§ Document excerpt:
● ● ●

Cornerstone Grant Award Advances CVAD Faculty Research and Teaching in Chile
CVAD faculty member Rachel Black participated in an international field experience in sub-Antarctic Chile, supported by a Cornerstone Grant that advances interdisciplinary research, creative practice and teaching.
Rachel Black, M.F.A., principal lecturer in CVAD Foundations.
In 2022, CVAD launched its first college-level competitive funding program to support
faculty research. Since its inception, the program has seed-funded numerous faculty
projects, underscoring the breadth, relevance and impact of scholarship across the
college.
In spring 2025, Rachel Black, principal lecturer in Foundations, received a $1,000 CVAD Cornerstone Grant to support
travel to the Cape Horn International Center in Puerto Williams, sub-Antarctic Chile, during the area's peak of summer.
In January 2026, Black served as guest faculty at the center, collaborating with international
researchers and students from UNT and the University of Magallanes in Punta Arenas,
Chile. Additional invited faculty included Elaine Pawlowicz, CVAD associate professor of studio art: drawing and painting, and Raina Joines, principal lecturer in English in UNT’s College of Liberal Arts and Social Sciences.

● ● ●

§ Provided information:

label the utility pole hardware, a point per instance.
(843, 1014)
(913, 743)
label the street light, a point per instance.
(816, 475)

● ● ●

§ Assignment A: From the Cornerstone Grant article, return the passage word for word, beginning at the words "In spring 2025, Rachel" and stopping after "peak of summer.".
§ Assignment B: Rewrite the paragraph of the Cornerstone Grant article that begins "In 2022, CVAD launched" in a single shorter sentence, keeping its main facts.

§ Answer A:
In spring 2025, Rachel Black, principal lecturer in Foundations, received a $1,000 CVAD Cornerstone Grant to support
travel to the Cape Horn International Center in Puerto Williams, sub-Antarctic Chile, during the area's peak of summer.

§ Answer B: CVAD's first college-level competitive funding program for faculty research, launched in 2022, has since seed-funded numerous faculty projects, underscoring the breadth, relevance and impact of scholarship across the college.